• **Image point grounding data**:
┏━━

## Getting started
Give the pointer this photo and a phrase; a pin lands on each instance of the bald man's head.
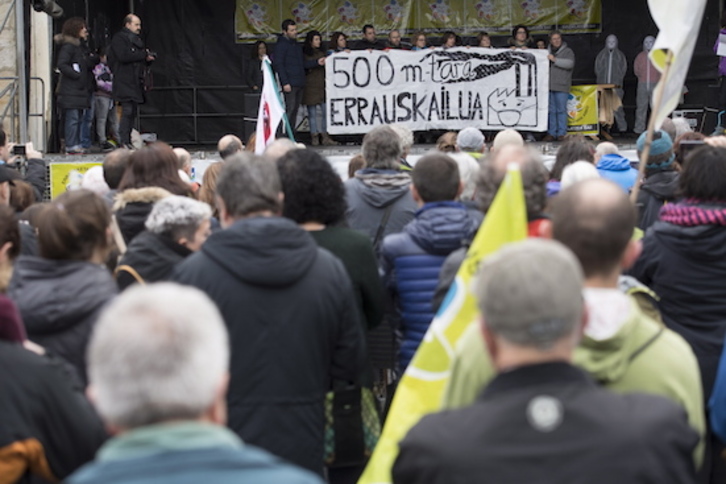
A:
(534, 178)
(228, 145)
(595, 219)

┗━━

• **Prompt**:
Every record above, copied exactly and without a single picture, makes up the answer.

• **Solution**:
## Getting started
Give the pointer this photo and a phrase; a pin lands on each instance of the bald man's head.
A:
(534, 178)
(228, 145)
(595, 219)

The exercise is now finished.